▶ Stated problem:
Recast everything from the line containing "Each instance of the gravestone" down to the end of the records as a numbered list, leaving out blank lines.

— BEGIN Task data —

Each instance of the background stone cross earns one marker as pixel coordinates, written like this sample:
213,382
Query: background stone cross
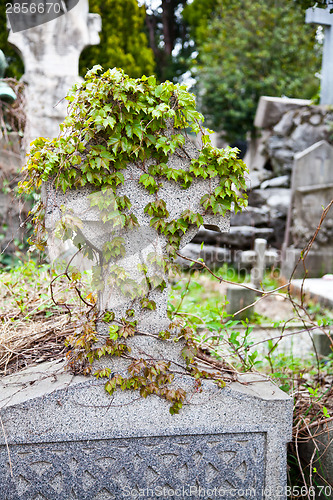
50,54
324,18
145,247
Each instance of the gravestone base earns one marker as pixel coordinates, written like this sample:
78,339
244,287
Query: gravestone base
239,297
317,263
68,439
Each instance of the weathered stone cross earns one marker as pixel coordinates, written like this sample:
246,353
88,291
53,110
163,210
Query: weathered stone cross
323,17
144,245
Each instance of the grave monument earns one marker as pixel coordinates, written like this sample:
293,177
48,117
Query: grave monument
63,436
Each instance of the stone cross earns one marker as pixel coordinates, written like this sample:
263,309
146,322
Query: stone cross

— END Task data —

▶ Full response:
1. Each instance of the gravestone base earns one marker as pixel coordinates, written like this sample:
2. 78,339
3. 244,287
4. Query: gravestone base
5. 239,297
6. 317,263
7. 68,439
8. Each instance of the weathered stone cross earns one marker as pixel coordinates, written like this sample:
9. 246,353
10. 88,291
11. 53,110
12. 163,210
13. Query: weathered stone cross
14. 323,17
15. 144,245
16. Each instance of the grave monument earns one marker as pixel coordinates, written like this sample:
17. 293,177
18. 48,117
19. Query: grave monument
20. 63,436
21. Each instance of the stone cross earns one marker as pixel coordinates, written like this sample:
22. 263,309
23. 146,322
24. Query: stone cross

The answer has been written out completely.